Exercício proposto 1
Responda com base na ementa sobre a posse de pássaros silvestres:
(a) Qual foi o valor total da multa fixada pelo Auto de Infração nº 535801-D?
(b) Em que estado se encontravam as espécies silvestres apreendidas?
(c) Qual dispositivo legal prevê que a multa simples pode ser convertida em serviço de preservação, melhoria e recuperação da qualidade do meio ambiente?
Exercício proposto 2
Transcreva literalmente o trecho da ementa sobre a posse de pássaros silvestres que vai de "ADMINISTRATIVO E AMBIENTAL." até "e da proporcionalidade.".

Documento de origem
:::::
ADMINISTRATIVO E AMBIENTAL. IBAMA. INFRAÇÃO ADMINISTRATIVA AMBIENTAL. POSSE DE PÁSSAROS SILVESTRES SEM AUTORIZAÇÃO DO ÓRGÃO AMBIENTAL COMPETENTE. PENALIDADES DE MULTA SIMPLES. CONVERSÃO DA PENA DE MULTA EM PRESTAÇÃO DE SERVIÇOS DE CONSERVAÇÃO AMBIENTAL. PRINCÍPIOS DA PROPORCIONALIDADE E DA RAZOABILIDADE. APLICAÇÃO DO DISPOSTO NO § 4º, DO ART. 72, DA LEI N. 9.605/1998. SENTENÇA PARCIALMENTE REFORMADA.
I – Constatada a infração à legislação ambiental, correspondente a manter em cativeiro pássaros da fauna silvestre brasileira, sem o devido registro, faz-se necessário verificar se a atuação administrativa, nesse contexto, está afinada com os princípios da legalidade, da razoabilidade e da proporcionalidade.
II – Na espécie dos autos, o Auto de Infração nº 535801-D fixou a multa no importe de R$ 6.000,00 (seis mil reais), considerando que foram apreendidos 12 (doze) pássaros e que para cada ave mantida irregularmente em cativeiro corresponde a multa de R$ 500,00 (quinhentos reais), nos termos do disposto no art. 74 da Lei nº 9.605/98.
III – Sem embargo da higidez e legalidade do ato administrativo, o § 4º do art. 72 da Lei nº 9.605/1998 estabelece que “a multa simples pode ser convertida em serviço de preservação, melhoria e recuperação da qualidade do meio ambiente”. Neste particular, não se nega que a fiscalização ambiental, com a aplicação de penalidades em virtude da prática de infrações ambientais, insere-se no espaço de discricionariedade do exercício do poder de polícia conferido a Administração Pública, mais especificamente ao IBAMA.
IV – Considerando que as espécies silvestres encontradas estavam bem cuidadas, que a infração não foi praticada para a obtenção de proveito econômico, bem como que o infrator se trata de pessoa de comprovada hipossuficiência econômica, afigura-se cabível a conversão da multa simples pela prestação de serviços.
V – Estão satisfeitas as premissas que recomendam a substituição da multa por prestação de serviços em prol do meio ambiente, mormente quanto à submissão do infrator a cursos e projetos de educação ambiental poderá surtir o efeito preventivo e pedagógico desejado pela responsabilidade administrativa ambiental.
:::::
Registros fornecidos
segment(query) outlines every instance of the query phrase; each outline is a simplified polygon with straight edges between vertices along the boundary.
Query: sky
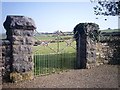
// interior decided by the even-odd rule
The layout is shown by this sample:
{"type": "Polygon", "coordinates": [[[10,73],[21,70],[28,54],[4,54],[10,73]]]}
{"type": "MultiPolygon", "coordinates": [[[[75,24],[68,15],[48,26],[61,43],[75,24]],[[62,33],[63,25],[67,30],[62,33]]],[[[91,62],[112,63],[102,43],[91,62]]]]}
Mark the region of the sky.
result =
{"type": "MultiPolygon", "coordinates": [[[[93,6],[95,4],[86,0],[81,2],[78,2],[78,0],[75,0],[75,2],[69,2],[68,0],[66,2],[55,2],[54,0],[51,2],[21,1],[5,0],[2,2],[2,23],[7,15],[22,15],[35,21],[38,32],[73,31],[77,24],[83,22],[96,23],[100,30],[118,28],[117,16],[94,15],[93,6]]],[[[5,32],[4,27],[1,28],[2,32],[5,32]]]]}

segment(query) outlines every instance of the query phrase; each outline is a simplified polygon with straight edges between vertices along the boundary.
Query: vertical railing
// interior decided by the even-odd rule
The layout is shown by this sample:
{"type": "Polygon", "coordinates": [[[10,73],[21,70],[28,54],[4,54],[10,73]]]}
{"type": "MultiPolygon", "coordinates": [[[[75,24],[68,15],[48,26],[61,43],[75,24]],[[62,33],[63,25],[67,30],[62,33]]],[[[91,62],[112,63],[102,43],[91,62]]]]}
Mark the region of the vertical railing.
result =
{"type": "MultiPolygon", "coordinates": [[[[44,50],[49,48],[52,53],[41,53],[40,50],[37,49],[36,53],[33,53],[34,55],[34,75],[47,75],[51,73],[56,73],[68,69],[74,69],[75,68],[75,62],[76,62],[76,52],[75,52],[75,44],[74,46],[67,46],[67,42],[63,40],[63,42],[60,42],[62,40],[59,33],[56,33],[56,41],[53,47],[46,46],[44,50]],[[64,44],[63,47],[62,44],[64,44]],[[61,48],[61,46],[63,48],[61,48]],[[53,50],[54,47],[57,47],[56,50],[53,50]],[[72,48],[73,52],[65,52],[65,49],[72,48]]],[[[72,37],[71,37],[72,38],[72,37]]],[[[75,41],[73,41],[75,43],[75,41]]]]}

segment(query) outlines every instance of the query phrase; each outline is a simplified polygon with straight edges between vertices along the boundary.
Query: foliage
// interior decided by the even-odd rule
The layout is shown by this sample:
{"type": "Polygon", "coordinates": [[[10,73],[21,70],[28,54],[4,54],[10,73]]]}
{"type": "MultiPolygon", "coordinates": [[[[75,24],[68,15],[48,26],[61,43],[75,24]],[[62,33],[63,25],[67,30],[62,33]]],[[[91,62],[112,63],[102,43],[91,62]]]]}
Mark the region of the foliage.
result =
{"type": "Polygon", "coordinates": [[[94,6],[95,15],[117,16],[120,15],[120,1],[116,0],[98,0],[94,6]]]}

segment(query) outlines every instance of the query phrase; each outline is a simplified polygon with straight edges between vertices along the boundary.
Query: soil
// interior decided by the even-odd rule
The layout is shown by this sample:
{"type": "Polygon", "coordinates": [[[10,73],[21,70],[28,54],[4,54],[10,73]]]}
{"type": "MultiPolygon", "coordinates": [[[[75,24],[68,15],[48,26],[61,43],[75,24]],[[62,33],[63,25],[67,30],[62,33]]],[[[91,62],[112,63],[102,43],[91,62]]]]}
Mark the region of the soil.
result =
{"type": "Polygon", "coordinates": [[[3,88],[119,88],[118,65],[63,71],[19,83],[3,83],[3,88]]]}

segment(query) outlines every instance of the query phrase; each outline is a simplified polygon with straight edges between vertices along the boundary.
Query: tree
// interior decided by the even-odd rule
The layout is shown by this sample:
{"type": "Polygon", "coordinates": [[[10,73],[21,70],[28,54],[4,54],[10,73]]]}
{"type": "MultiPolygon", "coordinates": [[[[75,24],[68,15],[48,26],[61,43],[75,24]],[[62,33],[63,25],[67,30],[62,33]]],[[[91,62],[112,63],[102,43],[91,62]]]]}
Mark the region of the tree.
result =
{"type": "MultiPolygon", "coordinates": [[[[94,1],[91,0],[93,3],[94,1]]],[[[94,6],[95,15],[104,16],[119,16],[120,15],[120,1],[116,0],[98,0],[98,4],[94,6]]]]}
:::::
Resposta correta 1
(a) R$ 6.000,00 (seis mil reais).
(b) Estavam bem cuidadas.
(c) O § 4º do art. 72 da Lei nº 9.605/1998.

Resposta correta 2
ADMINISTRATIVO E AMBIENTAL. IBAMA. INFRAÇÃO ADMINISTRATIVA AMBIENTAL. POSSE DE PÁSSAROS SILVESTRES SEM AUTORIZAÇÃO DO ÓRGÃO AMBIENTAL COMPETENTE. PENALIDADES DE MULTA SIMPLES. CONVERSÃO DA PENA DE MULTA EM PRESTAÇÃO DE SERVIÇOS DE CONSERVAÇÃO AMBIENTAL. PRINCÍPIOS DA PROPORCIONALIDADE E DA RAZOABILIDADE. APLICAÇÃO DO DISPOSTO NO § 4º, DO ART. 72, DA LEI N. 9.605/1998. SENTENÇA PARCIALMENTE REFORMADA.
I – Constatada a infração à legislação ambiental, correspondente a manter em cativeiro pássaros da fauna silvestre brasileira, sem o devido registro, faz-se necessário verificar se a atuação administrativa, nesse contexto, está afinada com os princípios da legalidade, da razoabilidade e da proporcionalidade.